Do this: Rewrite the entries from the first line through the line holding "[[858, 259]]", inclusive, with "flower cluster" changed to "blossom cluster" and nothing else altered.

◇ ◇ ◇ ◇

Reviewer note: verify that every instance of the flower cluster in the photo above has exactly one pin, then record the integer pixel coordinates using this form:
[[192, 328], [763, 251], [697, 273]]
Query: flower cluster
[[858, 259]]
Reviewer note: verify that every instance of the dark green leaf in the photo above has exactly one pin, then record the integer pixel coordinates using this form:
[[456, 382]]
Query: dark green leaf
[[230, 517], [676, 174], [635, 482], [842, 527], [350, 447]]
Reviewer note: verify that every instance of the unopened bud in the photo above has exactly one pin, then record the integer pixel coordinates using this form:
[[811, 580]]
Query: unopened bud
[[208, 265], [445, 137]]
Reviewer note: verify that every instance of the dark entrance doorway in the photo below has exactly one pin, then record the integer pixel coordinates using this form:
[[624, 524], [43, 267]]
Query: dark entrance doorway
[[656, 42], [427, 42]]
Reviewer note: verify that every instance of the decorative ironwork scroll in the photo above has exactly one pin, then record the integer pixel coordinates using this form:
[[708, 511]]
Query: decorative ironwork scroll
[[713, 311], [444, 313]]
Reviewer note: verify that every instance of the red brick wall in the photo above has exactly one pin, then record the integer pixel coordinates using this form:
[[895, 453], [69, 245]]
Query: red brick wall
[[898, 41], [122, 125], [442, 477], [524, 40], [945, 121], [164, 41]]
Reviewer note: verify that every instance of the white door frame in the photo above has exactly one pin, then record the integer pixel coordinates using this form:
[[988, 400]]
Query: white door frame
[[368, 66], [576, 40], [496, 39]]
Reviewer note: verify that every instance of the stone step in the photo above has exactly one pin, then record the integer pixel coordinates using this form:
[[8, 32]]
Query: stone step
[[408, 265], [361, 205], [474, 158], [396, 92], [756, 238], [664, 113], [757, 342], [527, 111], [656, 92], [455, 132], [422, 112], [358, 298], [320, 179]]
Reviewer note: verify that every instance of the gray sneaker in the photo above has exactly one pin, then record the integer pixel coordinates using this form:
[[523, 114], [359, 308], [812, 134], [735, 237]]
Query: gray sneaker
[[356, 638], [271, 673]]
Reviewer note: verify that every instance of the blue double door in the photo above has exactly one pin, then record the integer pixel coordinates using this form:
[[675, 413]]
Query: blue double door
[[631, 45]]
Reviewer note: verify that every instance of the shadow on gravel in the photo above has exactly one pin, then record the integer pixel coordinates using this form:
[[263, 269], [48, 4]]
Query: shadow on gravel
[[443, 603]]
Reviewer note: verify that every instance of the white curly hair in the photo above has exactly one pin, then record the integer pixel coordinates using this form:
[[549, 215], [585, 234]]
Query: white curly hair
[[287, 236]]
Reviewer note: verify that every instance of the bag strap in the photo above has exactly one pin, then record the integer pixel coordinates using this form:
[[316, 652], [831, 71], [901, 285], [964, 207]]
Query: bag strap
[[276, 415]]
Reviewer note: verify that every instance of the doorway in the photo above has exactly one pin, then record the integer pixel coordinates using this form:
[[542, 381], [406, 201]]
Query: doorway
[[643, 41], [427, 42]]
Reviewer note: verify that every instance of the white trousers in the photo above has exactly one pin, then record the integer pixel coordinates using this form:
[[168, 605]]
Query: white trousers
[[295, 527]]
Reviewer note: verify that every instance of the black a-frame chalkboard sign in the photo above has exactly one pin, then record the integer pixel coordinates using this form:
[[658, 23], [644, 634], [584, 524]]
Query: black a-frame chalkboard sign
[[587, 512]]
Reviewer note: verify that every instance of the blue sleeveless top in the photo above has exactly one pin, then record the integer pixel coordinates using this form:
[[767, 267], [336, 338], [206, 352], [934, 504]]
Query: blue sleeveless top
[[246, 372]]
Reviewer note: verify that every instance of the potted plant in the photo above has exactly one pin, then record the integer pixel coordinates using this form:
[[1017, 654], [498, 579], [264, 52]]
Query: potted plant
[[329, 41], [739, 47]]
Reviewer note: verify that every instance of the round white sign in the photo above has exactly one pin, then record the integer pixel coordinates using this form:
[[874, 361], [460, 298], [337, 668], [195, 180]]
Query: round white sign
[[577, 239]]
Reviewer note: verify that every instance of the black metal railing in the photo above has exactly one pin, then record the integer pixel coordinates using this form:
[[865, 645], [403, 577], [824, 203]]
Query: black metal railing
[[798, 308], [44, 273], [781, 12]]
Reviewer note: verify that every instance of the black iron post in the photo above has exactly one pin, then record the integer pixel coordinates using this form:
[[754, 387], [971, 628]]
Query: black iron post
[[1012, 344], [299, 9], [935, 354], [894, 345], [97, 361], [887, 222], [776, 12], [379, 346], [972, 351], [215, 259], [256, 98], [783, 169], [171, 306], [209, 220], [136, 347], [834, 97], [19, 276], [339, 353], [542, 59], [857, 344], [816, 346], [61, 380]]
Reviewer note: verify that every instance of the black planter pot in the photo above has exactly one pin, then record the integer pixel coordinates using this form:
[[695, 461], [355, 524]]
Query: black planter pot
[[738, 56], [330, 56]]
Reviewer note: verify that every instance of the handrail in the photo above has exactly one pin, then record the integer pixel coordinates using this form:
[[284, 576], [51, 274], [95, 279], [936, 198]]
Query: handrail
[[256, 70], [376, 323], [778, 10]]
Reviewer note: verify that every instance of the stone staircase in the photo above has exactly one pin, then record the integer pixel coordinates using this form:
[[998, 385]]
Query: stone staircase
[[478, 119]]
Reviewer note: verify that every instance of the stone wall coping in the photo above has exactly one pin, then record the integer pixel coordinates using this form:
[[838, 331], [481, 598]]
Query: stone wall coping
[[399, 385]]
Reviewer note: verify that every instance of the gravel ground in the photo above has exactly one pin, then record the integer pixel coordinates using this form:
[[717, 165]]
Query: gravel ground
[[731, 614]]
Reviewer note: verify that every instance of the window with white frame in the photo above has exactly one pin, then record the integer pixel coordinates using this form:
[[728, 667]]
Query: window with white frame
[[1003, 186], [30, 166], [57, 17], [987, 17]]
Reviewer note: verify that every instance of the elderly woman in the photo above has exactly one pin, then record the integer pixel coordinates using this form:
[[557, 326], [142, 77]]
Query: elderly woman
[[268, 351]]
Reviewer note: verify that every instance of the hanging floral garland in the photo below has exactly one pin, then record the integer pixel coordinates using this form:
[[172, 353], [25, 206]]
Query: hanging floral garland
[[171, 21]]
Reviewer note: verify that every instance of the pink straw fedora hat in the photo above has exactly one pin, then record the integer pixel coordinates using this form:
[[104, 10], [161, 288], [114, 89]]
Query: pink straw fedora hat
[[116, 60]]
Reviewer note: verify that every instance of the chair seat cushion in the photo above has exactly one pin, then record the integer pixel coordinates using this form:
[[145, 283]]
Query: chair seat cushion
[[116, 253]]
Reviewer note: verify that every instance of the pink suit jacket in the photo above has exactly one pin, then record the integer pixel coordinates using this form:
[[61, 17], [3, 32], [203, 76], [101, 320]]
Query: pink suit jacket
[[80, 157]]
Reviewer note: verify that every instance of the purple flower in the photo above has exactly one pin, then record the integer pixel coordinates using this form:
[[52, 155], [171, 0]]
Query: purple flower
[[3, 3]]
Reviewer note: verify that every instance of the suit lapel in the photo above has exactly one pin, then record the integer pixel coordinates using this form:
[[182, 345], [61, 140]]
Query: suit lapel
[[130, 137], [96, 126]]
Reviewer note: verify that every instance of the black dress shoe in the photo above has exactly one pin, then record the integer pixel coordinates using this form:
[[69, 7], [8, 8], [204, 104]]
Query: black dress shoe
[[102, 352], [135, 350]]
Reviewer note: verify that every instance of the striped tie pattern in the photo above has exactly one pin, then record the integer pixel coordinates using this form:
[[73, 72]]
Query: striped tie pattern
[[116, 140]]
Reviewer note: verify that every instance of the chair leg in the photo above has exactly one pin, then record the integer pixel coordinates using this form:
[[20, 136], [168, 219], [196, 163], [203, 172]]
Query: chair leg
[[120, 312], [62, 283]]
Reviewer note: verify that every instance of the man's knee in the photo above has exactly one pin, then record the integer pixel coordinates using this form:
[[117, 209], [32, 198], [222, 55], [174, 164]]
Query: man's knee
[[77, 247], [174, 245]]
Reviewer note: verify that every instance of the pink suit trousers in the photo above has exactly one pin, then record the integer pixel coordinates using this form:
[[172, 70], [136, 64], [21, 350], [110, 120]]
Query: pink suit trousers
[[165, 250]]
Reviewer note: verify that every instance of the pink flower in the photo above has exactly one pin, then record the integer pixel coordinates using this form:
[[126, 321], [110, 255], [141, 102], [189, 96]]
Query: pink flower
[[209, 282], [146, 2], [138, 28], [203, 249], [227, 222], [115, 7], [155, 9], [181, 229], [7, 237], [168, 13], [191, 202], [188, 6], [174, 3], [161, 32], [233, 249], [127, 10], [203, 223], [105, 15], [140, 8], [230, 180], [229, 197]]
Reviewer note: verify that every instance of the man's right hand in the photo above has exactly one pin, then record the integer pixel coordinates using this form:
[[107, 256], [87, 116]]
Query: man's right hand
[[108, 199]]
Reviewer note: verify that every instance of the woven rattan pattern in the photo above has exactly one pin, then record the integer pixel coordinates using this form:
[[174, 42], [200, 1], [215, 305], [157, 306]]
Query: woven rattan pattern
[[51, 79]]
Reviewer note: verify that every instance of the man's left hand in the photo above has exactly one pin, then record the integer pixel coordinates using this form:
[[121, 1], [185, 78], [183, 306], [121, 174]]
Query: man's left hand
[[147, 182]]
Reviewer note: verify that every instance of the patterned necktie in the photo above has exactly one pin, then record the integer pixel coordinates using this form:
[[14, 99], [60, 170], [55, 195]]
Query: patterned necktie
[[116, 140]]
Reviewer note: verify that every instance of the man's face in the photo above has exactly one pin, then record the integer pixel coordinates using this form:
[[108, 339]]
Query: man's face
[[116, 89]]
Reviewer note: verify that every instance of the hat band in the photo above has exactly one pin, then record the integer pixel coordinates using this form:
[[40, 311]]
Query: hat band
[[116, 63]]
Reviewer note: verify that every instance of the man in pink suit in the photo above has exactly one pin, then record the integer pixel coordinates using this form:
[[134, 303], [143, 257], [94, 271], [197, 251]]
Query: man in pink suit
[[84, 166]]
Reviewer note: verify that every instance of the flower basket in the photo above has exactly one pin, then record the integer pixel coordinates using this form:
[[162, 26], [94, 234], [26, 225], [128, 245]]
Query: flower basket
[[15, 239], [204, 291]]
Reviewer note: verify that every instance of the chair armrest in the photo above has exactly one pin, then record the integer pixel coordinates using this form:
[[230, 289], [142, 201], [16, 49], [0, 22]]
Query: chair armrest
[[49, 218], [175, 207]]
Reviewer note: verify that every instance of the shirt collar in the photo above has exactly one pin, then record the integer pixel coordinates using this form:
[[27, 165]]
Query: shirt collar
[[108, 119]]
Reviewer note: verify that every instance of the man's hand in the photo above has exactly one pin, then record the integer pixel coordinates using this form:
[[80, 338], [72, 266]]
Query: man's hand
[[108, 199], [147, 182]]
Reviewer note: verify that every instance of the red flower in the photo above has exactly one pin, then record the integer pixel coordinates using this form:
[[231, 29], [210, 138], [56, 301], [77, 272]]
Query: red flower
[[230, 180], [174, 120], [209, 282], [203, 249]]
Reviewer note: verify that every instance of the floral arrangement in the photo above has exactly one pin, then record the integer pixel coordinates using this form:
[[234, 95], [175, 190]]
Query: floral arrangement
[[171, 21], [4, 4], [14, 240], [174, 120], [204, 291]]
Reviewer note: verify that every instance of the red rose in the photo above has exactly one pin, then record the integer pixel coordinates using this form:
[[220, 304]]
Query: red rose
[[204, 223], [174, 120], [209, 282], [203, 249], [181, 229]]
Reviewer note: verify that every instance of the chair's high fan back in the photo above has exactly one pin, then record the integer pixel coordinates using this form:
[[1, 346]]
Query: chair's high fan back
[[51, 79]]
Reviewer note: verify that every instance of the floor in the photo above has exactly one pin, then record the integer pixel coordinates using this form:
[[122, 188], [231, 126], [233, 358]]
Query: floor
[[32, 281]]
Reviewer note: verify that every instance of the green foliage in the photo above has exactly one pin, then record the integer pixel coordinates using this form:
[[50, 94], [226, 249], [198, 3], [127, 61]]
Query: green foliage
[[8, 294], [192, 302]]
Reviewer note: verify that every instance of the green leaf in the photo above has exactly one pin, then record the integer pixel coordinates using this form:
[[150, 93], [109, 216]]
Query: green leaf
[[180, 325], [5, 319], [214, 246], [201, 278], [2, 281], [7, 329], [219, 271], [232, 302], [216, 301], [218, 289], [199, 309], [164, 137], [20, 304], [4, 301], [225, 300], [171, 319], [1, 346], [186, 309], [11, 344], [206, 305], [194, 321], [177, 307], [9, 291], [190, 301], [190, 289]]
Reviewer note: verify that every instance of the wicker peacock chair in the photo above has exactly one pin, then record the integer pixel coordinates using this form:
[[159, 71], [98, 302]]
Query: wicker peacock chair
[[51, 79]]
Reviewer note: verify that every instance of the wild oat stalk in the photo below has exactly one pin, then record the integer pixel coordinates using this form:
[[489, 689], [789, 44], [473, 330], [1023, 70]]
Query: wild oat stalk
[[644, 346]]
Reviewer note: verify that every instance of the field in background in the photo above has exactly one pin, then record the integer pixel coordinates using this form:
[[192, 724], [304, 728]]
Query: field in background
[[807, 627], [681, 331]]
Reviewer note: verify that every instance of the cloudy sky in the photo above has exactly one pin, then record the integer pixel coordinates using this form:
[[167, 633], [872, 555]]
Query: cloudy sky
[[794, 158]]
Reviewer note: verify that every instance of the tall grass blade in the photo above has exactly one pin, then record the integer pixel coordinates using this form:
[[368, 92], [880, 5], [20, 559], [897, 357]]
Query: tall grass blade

◇ ◇ ◇ ◇

Result:
Reviewer note: verify that every instance of the blossom cluster in the photo above has exactly one pin, then record the integer pixel coordinates using this form:
[[192, 328], [763, 251], [697, 273]]
Query: blossom cluster
[[858, 259]]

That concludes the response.